__ТЕКСТ ДЛЯ ЧТЕНИЯ__.

Михаил Алексеевич из Ельни

Мастер резьбы по дереву из Ельни Смоленской области

— …Ты что ж делаешь!
— Ой, здравствуйте! — вздрагиваю: увлеченный съемкой деталей резьбы одного из самых резных домов в Ельне я совершенно упустил момент, когда ко мне вышел его хозяин!
— Я прям хочу вашу руку пожать! Меня Иван зовут.
— Михаил Алексеевич. — Он жмёт руку, но смотрит подозрительно.
— А откуда вы?
— Я из Подмосковья. Я изучаю деревянное зодчество, мне на той стороне железки сказали, что у вас тут…
— Хотите купить что ли?
— Нет, просто изучаю… — улыбаюсь.
— А, — тянет он. — Сделать хочешь?
— Нее, — улыбаюсь ещё шире.
— Я просто фотограф. Это же вы делали? — уточняю.
— Я — смеётся он. — А кто ж ещё?

Михаил Алексеевичу лет, на вид, семьдесят, бодрый. Стоит за заборчиком, но будто бы спешит куда-то, поэтому я начинаю с самого главного — похожести его дома, на творения томских зодчих: резьба будто бы скопирована с Большой Татарской 46. Но мастер объясняет это иначе:

— Узоры деревянного зодчества — начинает он тоном человека начинающего публичную лекцию — повторяются не только в Томске, но и в каждой области, и в Ивановской и в Калужской. По другому никак не получается. Есть геометрическая резьба, а есть растительный мир, а он везде одинаковый.
— А вы откуда брали?
— Откуда… С газет были у меня снимки… А потом… каждый рисунок, он ложится только на… — Мастер показывает на дом низенький дом напротив — вот там тоже окно, а этот рисунок туда не положишь. У меня окно шире, вот именно такой ляжет только. Тут уже фантазия художника самого, как говорится.
— Слушайте, а как вам это в голову пришло?
— Ну так решил и всё!
— А это давно?
— Тут дело в том, что когда человек занимается деревом с детства, то у него много теорий всяких в голове, в башке сидит. А я с детства. В 12 лет я уже делал посуду деревянную, которая служила людям веками. Это сейчас она не надо никому.
— А сейчас вам сколько лет? — решаюсь уточнить я.
— Без двух лет восемьдесят.
— Так это вы… — я прикидываю в уме — 66 лет уже режете?!
Он смеётся:
— Как-то… только сейчас не надо это никому ни посуда ни… ничего.

__ДАННЫЕ__.

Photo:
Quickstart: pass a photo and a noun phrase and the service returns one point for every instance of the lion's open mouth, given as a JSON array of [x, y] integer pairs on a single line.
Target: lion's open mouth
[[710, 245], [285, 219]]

__ОБЯЗАТЕЛЬНЫЕ ЗАДАНИЯ__.
(1) Переведите на английский язык предложение «Есть геометрическая резьба, а есть растительный мир, а он везде одинаковый» из текста о мастере резьбы из Ельни.
(2) Повторите дословно отрывок из текста о мастере резьбы из Ельни, начиная со слов «Мастер резьбы по» и продолжая вплоть до слов «но смотрит подозрительно.».
(3) Продолжите текст о мастере резьбы из Ельни с того места, на котором он обрывается.

__ОТВЕТЫ К УПРАЖНЕНИЮ__.
(1) There is geometric carving, and there is the plant world, and it is the same everywhere.

(2)
Мастер резьбы по дереву из Ельни Смоленской области

— …Ты что ж делаешь!
— Ой, здравствуйте! — вздрагиваю: увлеченный съемкой деталей резьбы одного из самых резных домов в Ельне я совершенно упустил момент, когда ко мне вышел его хозяин!
— Я прям хочу вашу руку пожать! Меня Иван зовут.
— Михаил Алексеевич. — Он жмёт руку, но смотрит подозрительно.

(3)
— Ну как — удивляюсь — такая красота всё равно нужна. К вам же сюда наверное экскурсии ездят?
— Да приезжают, смотрят. — он качает головой. — Но не знаю приносит ли она кому пользу, или нет. Не каждый понимает искусство художника. Другие идут, скажут: «Вот, выпендривается, вы.бывается», по-русски…

Я вынужден согласиться, помня, конечно, что хоть и бывают исключения, но местные жители, в основном именно так и реагируют. Ну или просто не замечают резьбы… Однако сейчас мне интереснее история дома, и я спрашиваю об этом Михаила Алексеевича.

— Обычный деревянный, обшит деревом, тёсом. Там деревянный рисунок был вообще заe…сь бл..! Х.. кто нарисует такую обшивку. Но я его закрыл пластиком. Потому что надоело мне красить дерево. А если б ты снял эту обшивку, то он совсем по другому вообще смотрится. И… советская краска, она еще держалась. Теперешняя краска… Ну… — он разводит руками, словно извиняясь — как и всё теперешнее… Теперешние краски это туфта. Так она вроде пока новая — красивая. Через год она сворачивается как сухой лист и отваливается. Всё химическое. Натуральное масло сливочное вы ели когда-нибудь? (я неопределенно кручу головой) Натуральное масло сейчас только если у бабки какой в деревне, то угостит. То же самое с красками. Взять раньше колбаску скушать, которая была выращена на… на продуктах… на растительных… то же самое и в красках: или сделана краска натуральная, с природы взятая, или сделана искусственная. Ту скрипку Страдивари, которую он делал в XVII-м веке, её лак взять и теперешний лак: тот триста лет стоит, а этот вонючий и больше ничего. То же самое получается и с краской. Всё меняется. Вот вы с аппаратурами хорошими, а раньше придет художник с углём и… ватманом. И всё срисует даже лучше чем это — он показывает на мои камеры, болтающиеся на поясе. Раньше клей если сварили из костей рыбных, а теперь клей купишь — только ПВА, другого нет — туда-сюда он развалился. Попробуй склей две доски. Он не держит. Ну ещё липу, сосну держит, а дубовую не держит. Чем его клеить?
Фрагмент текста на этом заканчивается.